Please write out the data below exactly as it stands, leaving out the pictures.

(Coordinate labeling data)

#####

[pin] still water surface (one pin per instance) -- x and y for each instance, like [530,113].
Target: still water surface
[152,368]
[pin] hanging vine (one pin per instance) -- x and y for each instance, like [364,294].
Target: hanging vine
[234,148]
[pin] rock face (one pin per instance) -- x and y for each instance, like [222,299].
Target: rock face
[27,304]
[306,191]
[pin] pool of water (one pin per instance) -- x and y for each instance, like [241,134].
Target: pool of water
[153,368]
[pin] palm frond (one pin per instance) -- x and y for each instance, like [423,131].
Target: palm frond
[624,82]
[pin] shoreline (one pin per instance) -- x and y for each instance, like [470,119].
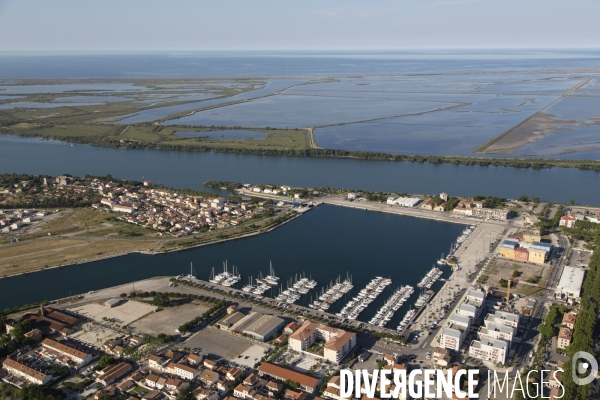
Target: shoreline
[318,152]
[193,246]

#####

TASK RESPONSE
[pin] still water surface (one pin per instance) -- x and y for each instance, like [530,113].
Target: still water surface
[152,368]
[pin] hanging vine (one pin per instance) -- x and y for each instance, like [364,294].
Target: hanging vine
[234,148]
[pin] rock face (one pin per instance) -- x and y for each instance, like [222,299].
Target: rock face
[27,304]
[306,191]
[pin] pool of water (one pin per instance) -- x and y for each instance, like [241,134].
Target: pool of water
[153,368]
[pin] palm frond (one pin per instance) -- x and y for each instance, like [423,131].
Target: palm frond
[624,82]
[pin] shoreline (one pin per instance) -- x and y for each instance, like [470,119].
Target: shoreline
[318,152]
[193,246]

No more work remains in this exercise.